> TASK DESCRIPTION: Images are to be omitted, and the rest of the records reproduced exactly.

━━ DATA LISTING

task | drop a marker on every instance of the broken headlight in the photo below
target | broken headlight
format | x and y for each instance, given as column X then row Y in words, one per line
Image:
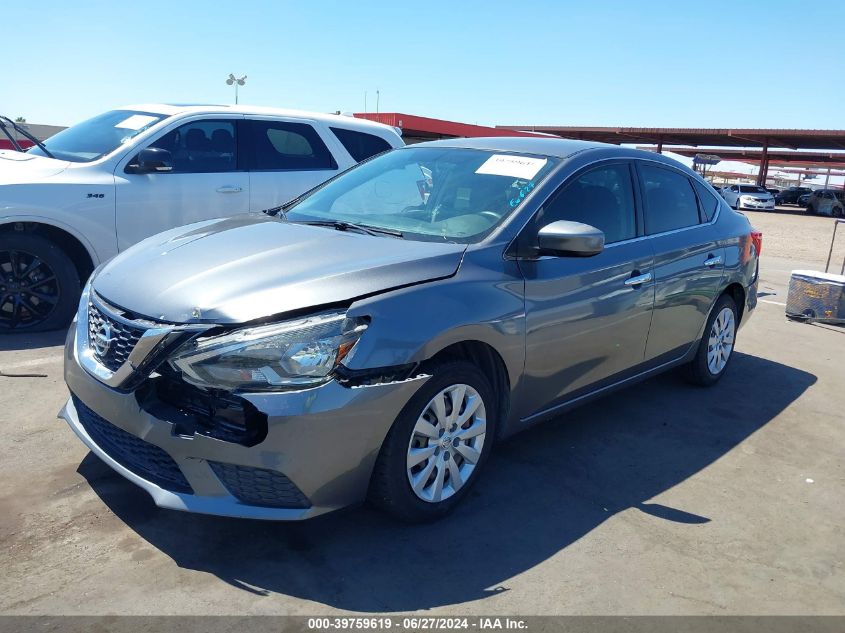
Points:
column 302, row 352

━━━━

> PROBLEM SOLUTION:
task | drop a marker on every instance of the broken headlight in the photo below
target | broken headlight
format | x and y for each instance, given as column X then row Y in words, one per line
Image:
Points:
column 302, row 352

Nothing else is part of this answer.